**Exercise goal:** Render part of the listing as a Markdown table with the columns Row and Listing line, numbering each row and omitting blank lines. Begin at the line that contains "of the elderly" and stop after the last line of the listing, including both.

**Data to use:**
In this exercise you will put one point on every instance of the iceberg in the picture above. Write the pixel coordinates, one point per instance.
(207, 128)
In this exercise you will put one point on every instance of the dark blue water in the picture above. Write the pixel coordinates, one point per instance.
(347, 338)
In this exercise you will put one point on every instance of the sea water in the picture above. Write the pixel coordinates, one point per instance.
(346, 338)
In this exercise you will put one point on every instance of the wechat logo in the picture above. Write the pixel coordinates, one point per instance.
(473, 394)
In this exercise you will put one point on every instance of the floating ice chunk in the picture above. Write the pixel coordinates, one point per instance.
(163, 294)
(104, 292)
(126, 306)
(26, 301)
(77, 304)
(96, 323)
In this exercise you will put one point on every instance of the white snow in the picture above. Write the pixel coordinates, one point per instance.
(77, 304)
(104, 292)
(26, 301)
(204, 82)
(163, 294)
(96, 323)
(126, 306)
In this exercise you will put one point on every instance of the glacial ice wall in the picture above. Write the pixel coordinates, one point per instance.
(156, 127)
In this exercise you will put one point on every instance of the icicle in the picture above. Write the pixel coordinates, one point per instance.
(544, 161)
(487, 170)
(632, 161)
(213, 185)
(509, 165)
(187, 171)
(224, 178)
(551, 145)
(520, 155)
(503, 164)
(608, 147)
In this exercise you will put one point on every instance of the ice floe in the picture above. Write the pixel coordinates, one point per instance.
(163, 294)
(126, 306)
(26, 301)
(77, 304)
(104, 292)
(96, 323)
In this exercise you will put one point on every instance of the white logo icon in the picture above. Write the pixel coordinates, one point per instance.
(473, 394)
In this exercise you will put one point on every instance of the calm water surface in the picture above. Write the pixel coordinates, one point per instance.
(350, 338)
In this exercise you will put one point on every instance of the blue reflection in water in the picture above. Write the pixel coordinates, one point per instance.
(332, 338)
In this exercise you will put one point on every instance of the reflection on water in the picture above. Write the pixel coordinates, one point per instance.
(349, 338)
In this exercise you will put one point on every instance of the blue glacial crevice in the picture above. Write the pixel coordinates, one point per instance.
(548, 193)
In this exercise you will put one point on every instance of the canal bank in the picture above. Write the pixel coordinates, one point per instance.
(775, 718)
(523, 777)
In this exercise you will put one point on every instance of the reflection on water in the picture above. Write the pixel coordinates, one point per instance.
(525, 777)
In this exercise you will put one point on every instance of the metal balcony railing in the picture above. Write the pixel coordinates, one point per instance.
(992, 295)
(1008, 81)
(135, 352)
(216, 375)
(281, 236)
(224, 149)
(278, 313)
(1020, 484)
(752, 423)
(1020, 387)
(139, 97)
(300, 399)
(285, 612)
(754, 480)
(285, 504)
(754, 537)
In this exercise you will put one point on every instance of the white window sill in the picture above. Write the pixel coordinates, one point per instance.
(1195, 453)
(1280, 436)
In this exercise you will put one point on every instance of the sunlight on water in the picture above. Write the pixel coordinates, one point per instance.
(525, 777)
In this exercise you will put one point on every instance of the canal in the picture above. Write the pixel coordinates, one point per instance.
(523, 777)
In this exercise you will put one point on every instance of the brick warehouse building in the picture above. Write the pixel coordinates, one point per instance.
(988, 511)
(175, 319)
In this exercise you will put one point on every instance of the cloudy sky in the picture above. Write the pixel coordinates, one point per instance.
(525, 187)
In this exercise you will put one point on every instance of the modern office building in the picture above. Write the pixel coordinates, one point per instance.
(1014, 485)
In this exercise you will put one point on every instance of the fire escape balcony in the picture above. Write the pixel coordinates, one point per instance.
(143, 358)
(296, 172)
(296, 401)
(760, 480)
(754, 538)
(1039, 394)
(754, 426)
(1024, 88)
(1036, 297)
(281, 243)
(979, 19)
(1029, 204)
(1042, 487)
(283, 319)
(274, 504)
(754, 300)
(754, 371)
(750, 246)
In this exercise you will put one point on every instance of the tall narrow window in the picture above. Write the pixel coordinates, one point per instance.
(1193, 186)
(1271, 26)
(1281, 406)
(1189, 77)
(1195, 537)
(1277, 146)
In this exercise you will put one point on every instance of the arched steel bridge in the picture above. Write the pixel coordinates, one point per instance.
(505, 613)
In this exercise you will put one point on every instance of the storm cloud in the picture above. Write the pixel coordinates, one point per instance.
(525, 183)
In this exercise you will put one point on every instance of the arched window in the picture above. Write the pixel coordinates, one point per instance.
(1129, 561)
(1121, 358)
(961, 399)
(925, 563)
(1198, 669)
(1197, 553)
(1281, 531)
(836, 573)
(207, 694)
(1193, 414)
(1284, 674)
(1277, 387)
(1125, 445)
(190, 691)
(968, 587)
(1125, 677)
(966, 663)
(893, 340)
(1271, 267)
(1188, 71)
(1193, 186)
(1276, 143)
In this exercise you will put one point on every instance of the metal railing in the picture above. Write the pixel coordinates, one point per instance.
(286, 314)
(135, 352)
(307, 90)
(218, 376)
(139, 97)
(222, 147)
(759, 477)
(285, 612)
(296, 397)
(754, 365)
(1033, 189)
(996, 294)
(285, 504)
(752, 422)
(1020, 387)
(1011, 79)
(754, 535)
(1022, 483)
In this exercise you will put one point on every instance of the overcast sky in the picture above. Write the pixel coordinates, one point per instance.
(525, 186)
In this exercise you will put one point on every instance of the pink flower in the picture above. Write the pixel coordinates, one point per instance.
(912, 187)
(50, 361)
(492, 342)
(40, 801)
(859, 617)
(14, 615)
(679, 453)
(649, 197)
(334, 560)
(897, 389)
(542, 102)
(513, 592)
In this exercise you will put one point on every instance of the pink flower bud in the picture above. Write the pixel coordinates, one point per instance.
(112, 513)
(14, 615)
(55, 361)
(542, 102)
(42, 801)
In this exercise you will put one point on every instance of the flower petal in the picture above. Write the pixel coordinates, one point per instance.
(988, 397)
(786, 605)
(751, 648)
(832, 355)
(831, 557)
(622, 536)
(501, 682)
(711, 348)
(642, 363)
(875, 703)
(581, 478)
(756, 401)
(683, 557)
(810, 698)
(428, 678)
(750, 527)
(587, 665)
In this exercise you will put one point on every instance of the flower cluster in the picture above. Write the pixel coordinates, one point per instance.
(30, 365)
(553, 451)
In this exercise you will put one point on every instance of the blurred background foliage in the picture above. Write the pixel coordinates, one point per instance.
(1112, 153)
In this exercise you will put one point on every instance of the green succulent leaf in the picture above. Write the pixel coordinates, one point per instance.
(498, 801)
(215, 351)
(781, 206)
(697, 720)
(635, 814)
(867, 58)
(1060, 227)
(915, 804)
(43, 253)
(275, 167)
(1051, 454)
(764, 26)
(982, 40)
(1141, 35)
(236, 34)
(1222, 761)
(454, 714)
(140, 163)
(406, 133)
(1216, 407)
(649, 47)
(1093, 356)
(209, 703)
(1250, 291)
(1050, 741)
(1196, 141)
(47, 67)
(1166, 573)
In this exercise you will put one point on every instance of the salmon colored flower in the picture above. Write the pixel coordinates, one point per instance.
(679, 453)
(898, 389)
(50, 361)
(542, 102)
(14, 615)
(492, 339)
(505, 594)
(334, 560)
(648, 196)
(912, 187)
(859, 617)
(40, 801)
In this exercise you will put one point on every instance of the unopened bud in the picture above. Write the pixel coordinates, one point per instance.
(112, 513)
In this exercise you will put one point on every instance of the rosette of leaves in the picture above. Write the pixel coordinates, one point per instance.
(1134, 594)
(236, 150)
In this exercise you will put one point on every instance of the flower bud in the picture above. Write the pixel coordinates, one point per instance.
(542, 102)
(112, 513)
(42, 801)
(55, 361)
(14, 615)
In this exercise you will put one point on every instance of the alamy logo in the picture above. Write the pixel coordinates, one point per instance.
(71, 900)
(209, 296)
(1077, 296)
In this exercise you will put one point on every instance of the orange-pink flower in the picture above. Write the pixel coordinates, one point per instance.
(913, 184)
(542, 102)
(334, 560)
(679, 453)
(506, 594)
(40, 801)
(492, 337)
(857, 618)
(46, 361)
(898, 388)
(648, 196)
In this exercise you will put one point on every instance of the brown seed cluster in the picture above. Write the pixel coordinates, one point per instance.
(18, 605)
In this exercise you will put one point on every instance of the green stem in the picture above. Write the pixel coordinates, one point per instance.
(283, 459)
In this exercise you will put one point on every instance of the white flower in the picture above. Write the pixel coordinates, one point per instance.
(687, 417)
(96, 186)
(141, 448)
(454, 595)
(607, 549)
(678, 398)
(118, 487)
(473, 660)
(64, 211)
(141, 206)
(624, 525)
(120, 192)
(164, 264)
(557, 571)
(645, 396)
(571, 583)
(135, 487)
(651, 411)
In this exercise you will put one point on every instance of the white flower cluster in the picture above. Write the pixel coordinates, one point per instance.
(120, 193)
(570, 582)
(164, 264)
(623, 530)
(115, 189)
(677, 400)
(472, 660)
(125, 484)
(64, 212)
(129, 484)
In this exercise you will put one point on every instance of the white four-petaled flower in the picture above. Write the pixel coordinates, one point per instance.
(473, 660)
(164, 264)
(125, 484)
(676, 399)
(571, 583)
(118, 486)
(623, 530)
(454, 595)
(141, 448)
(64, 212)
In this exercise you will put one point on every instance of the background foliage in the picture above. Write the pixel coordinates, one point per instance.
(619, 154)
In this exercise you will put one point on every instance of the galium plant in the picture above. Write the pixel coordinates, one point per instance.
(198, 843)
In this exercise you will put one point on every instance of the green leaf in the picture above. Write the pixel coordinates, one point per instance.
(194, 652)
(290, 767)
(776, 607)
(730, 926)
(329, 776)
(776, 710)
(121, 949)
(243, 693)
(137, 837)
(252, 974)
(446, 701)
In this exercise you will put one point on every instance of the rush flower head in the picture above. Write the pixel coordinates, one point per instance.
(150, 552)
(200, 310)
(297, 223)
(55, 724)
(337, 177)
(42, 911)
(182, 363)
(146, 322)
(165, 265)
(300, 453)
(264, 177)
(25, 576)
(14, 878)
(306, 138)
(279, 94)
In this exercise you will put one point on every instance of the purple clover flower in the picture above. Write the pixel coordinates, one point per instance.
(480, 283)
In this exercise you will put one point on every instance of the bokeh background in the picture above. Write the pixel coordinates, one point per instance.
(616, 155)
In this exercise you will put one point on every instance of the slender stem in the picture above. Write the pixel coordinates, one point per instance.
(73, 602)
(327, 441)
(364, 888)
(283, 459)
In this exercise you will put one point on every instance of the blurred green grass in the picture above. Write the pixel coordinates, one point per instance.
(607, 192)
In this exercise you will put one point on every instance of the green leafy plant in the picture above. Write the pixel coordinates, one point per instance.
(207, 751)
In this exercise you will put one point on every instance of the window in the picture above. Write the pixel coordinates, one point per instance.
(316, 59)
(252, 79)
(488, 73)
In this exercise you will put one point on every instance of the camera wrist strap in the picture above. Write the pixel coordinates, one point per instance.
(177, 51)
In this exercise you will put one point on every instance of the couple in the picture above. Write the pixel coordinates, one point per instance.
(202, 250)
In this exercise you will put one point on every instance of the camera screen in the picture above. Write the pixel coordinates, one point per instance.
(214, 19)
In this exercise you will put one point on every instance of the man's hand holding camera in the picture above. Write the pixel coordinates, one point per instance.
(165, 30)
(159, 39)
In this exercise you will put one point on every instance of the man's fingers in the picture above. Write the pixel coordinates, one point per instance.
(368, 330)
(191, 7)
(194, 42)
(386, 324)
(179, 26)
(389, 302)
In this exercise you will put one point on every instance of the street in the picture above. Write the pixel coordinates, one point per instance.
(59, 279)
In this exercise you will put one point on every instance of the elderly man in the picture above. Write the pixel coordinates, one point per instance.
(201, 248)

**Finished answer:**
| Row | Listing line |
|---|---|
| 1 | In this exercise you will put one point on every instance of the elderly man in the picture above. Write the pixel coordinates, one point per instance. |
| 2 | (201, 248) |